BEGIN Data supplied

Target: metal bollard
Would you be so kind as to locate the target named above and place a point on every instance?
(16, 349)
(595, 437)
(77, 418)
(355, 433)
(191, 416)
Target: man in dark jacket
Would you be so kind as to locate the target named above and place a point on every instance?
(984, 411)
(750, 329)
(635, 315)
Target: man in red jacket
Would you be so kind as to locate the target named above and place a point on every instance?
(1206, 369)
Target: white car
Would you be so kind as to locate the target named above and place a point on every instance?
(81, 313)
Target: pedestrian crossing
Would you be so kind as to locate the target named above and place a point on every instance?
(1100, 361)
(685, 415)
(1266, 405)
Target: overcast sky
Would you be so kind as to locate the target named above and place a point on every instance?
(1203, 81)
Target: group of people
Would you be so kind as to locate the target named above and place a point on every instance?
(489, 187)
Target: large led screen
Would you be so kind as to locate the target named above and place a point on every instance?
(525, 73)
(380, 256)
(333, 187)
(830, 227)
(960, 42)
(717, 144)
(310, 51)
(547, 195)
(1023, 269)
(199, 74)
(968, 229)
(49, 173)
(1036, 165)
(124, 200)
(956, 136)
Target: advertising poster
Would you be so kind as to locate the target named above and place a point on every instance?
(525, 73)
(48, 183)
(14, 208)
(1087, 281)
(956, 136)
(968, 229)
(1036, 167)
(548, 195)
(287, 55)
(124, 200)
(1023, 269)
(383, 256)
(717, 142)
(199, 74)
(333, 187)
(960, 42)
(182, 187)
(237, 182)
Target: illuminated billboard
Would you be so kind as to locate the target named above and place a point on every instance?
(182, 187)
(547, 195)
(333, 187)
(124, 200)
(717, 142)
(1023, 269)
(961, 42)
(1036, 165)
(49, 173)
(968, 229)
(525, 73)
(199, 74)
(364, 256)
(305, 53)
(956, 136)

END Data supplied
BEGIN Data supplied

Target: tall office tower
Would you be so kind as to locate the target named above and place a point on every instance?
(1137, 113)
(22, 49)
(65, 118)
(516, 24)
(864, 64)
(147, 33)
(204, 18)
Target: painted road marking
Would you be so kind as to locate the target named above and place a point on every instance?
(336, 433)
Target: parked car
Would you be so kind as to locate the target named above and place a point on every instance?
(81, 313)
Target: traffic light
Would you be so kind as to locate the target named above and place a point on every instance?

END Data supplied

Instructions to follow: Pick out each line in the items above that contains the word "jacket", and copy those lines.

Response for this exercise:
Target: man in dark jacket
Target: man in red jacket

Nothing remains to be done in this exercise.